Instructions for the task: Print the listing exactly, but only as far as the line containing "like [(657, 157)].". The first line and that line are both included.

Task material:
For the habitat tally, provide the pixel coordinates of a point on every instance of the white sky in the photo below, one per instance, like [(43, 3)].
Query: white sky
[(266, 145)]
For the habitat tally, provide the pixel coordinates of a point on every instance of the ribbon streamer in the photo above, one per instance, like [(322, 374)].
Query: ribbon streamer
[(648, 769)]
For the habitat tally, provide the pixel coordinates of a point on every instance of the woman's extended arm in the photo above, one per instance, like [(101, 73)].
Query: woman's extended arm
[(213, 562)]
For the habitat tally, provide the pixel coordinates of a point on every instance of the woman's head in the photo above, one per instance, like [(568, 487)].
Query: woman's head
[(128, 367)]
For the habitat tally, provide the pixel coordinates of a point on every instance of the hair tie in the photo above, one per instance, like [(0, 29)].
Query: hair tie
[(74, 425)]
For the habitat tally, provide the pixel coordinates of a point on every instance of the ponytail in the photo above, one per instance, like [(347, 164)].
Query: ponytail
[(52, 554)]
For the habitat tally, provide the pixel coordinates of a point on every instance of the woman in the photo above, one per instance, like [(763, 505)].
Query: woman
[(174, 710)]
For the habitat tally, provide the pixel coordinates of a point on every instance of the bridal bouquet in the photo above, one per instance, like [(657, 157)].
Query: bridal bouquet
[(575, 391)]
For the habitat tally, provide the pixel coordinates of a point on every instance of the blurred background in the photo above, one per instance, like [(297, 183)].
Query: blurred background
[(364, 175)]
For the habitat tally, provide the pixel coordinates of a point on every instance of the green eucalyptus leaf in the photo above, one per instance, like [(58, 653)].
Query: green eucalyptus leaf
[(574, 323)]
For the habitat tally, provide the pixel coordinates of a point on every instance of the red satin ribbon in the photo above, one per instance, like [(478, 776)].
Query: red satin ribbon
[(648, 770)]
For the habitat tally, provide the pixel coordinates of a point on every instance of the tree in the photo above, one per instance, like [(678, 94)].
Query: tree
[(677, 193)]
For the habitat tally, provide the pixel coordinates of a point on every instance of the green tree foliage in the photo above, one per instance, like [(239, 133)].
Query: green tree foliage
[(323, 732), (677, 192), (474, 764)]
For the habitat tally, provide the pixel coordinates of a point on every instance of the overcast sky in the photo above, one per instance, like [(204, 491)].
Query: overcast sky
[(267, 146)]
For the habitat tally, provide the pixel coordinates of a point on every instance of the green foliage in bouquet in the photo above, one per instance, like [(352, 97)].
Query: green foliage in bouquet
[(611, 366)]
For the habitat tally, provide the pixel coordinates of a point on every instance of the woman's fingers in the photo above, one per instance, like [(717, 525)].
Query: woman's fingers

Answer to this task:
For the habitat tally, provide the pixel coordinates of a point on every instance of the white sky in the photo below, one per instance, like [(43, 3)].
Query: white sky
[(266, 145)]
For the habitat tally, provide the pixel coordinates of a point on every instance of the ribbon streamer in the photo above, one per instance, like [(322, 374)].
Query: ribbon streamer
[(648, 769)]
For the habitat tally, provide the pixel coordinates of a point on every instance of the woman's extended arm in the photo above, one per instance, like [(101, 73)].
Query: woman's extended arm
[(213, 562)]
For the habitat tally, provide the pixel coordinates of a point on every instance of the woman's head in the photo above, one per instance, like [(568, 487)].
Query: woman's head
[(128, 367)]
For the habitat tally, provide the pixel coordinates of a point on every instance of the hair tie in the photo above, one per instance, like [(0, 29)].
Query: hair tie
[(74, 425)]
For the habitat tally, provide the pixel coordinates of a point on every instance of the ponytail in the photo above, one per instance, like [(347, 164)].
Query: ponytail
[(52, 554)]
For the habitat tally, provide the pixel coordinates of a point on every instance of the woman in the photo above, one per instance, like [(763, 505)].
Query: woman
[(174, 710)]
For the habitat tally, provide the pixel coordinates of a point on every instance of the bridal bouquet in the photo above, one per instance, like [(657, 157)].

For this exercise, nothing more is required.